> [Records to use]:
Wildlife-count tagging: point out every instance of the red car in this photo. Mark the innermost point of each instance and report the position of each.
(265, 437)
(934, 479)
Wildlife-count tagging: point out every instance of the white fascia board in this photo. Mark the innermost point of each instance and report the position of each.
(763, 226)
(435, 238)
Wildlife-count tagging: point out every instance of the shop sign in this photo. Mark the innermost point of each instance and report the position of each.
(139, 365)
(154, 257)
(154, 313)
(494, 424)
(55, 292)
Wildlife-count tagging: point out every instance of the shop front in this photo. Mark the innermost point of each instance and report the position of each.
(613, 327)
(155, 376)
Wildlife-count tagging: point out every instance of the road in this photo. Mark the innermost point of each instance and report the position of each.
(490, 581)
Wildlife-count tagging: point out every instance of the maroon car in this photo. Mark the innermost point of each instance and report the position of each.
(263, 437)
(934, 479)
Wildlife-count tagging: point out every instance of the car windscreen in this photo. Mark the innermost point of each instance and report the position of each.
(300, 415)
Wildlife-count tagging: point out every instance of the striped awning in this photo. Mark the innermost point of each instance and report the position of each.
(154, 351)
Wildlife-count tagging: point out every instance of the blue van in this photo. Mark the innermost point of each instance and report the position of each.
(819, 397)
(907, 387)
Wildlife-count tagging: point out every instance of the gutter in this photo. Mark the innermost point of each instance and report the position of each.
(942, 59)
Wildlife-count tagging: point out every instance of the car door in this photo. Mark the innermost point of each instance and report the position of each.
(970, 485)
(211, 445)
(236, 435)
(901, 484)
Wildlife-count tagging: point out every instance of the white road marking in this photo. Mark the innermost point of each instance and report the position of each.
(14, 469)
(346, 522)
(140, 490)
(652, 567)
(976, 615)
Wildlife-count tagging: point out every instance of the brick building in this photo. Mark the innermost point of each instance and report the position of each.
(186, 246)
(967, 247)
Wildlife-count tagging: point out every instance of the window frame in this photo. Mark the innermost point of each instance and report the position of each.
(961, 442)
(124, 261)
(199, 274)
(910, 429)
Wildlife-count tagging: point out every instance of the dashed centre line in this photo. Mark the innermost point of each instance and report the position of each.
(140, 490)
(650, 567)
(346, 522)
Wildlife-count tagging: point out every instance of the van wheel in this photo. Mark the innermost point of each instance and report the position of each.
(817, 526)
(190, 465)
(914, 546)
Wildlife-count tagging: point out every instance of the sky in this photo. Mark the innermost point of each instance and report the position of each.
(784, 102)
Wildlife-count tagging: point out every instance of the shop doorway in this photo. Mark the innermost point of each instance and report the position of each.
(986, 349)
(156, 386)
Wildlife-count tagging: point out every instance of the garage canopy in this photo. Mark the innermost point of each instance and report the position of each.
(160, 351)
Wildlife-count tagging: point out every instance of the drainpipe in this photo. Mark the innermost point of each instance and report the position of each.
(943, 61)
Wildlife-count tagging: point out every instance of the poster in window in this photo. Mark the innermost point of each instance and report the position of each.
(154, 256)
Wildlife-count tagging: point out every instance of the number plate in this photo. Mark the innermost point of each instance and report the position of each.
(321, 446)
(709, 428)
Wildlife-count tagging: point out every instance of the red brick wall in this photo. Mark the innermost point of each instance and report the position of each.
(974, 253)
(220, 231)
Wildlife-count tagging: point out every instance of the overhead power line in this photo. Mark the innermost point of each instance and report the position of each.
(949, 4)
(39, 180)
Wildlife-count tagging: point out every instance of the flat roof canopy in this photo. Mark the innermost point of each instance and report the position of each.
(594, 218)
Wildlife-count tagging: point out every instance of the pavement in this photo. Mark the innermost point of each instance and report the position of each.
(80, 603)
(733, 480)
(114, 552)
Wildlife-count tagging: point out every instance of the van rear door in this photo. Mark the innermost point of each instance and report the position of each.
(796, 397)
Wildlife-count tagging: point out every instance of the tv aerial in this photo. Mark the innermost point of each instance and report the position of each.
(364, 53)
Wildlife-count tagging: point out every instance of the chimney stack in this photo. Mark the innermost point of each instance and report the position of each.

> [Problem to work on]: Every entry must be printed again, exactly as it reads.

> [Solution to this exercise]:
Wildlife-count tagging: point out every instance of the red car in this photo. Mark the innermost point of each instance and report the position of each.
(265, 437)
(934, 479)
Wildlife-count tagging: point out every instance of the white fascia board in this photo. Mark the innermost point of each instance and report the position of each.
(763, 226)
(435, 238)
Wildlife-count tagging: point out every instance of the shop sign in this photo. Mark the innermost point of each instance and report the position of each.
(139, 365)
(154, 257)
(154, 313)
(494, 424)
(55, 292)
Wildlife-count tagging: point out every instance of the shop front in this photo. Mark the innermost point of each instance and report the position of each.
(613, 327)
(155, 376)
Wildlife-count tagging: point out every instance of the road in this photo. Mark the innermost point of each instance and report the position of each.
(490, 581)
Wildlife-count tagging: point out every instance of the maroon car in this photo. Mark the innermost point of each instance and report the position of each.
(263, 437)
(934, 479)
Wildlife-count tagging: point out every instance of the car windscreen in this photo. Mark the innermost point of each instance and report the position of each.
(300, 415)
Wildlife-count tagging: point out every instance of the striped awning in this photo. Mark the innermost point of each instance and report the position of each.
(154, 351)
Wildlife-count tagging: point out every instance of the blue van in this photo. Mark the innermost point of each instance and report the position of each.
(819, 397)
(907, 387)
Wildlife-count tagging: point out every instance of the gutter in this photo. Mark the innermost point of each instance and report the position of each.
(942, 59)
Wildlife-count tagging: point out every instance of the car door in this photo. Mark the innermost point of each instance and report the position of each.
(970, 485)
(211, 445)
(236, 435)
(901, 484)
Wildlife-count tagging: point out every instance of the white road marking in this photo. Mark the innermost point of each instance and report the position of each.
(14, 469)
(346, 522)
(140, 490)
(652, 567)
(976, 615)
Wildlife-count tagging: point out every instance of the brick building in this photo. Mark the innermost point of each instance and report the position of each.
(186, 246)
(967, 247)
Wildlife-count tagging: point out every instance of the window frame in this photo. Mark the innermost point of each instance and report the position of each.
(961, 442)
(124, 261)
(199, 274)
(910, 429)
Wildlife-count tagging: point out every instance of the dashed centre line in this photo. Mark the innermost point of each instance and report the position of each.
(140, 490)
(650, 567)
(346, 522)
Wildlife-count tagging: point out every instance of the van wheel in this photo. Mark the innermost point of each instance and report the position of each.
(817, 526)
(190, 465)
(914, 546)
Wildlife-count tagging: point out every instance of the sky in this photo. Mark the innermost point of each instance and report the position of each.
(784, 102)
Wildlife-count tagging: point out every instance of the shop doorway in this photo. Mark the innermost point of each instance and report the position of each.
(986, 349)
(156, 386)
Wildlife-count tagging: point out every instance of the garage canopy in this photo. Mark the innermost point of each instance and report the position of each.
(160, 351)
Wildlife-count tagging: point out every instance of the drainpipe in this photo. Mark the innermost point of each instance and report the position of each.
(943, 61)
Wildlife-count tagging: point out every instance of the poster in window in this photo. Mark the innermost point of each instance and report the position of each.
(154, 256)
Wildlife-count tagging: point out every instance of the number plate in this photo. Mark the innermost point of each instance and report the position of each.
(321, 446)
(709, 428)
Wildlife-count tagging: point out every instance of the red brick wall in this photo. Mark the innermost point of each instance and report the position of each.
(974, 253)
(220, 231)
Wildlife-count tagging: point out every instance of the overhead power line in this photo. Mark the innermost point of each instance and report the position of each.
(949, 4)
(39, 180)
Wildlife-count tagging: point out every instance of the flat roof canopy in this photo. Mark the innermost point of each instance and report the position of each.
(594, 218)
Wildlife-count tagging: point out every instance of the pavement in this photo. Mark the innermost point of each instance and report the position of each.
(80, 603)
(733, 480)
(114, 552)
Wildlife-count tagging: point out every instance of the van rear door in this photo. Mark the innermost point of each instance and report the position of each.
(796, 397)
Wildlife-count tagging: point out every instance of the tv aerial in this photo. Mark the innermost point of each instance and report the position of each.
(364, 53)
Wildlife-count tagging: point out every instance of the chimney stack in this photo. Mark the innermost point of each instance and report the position of each.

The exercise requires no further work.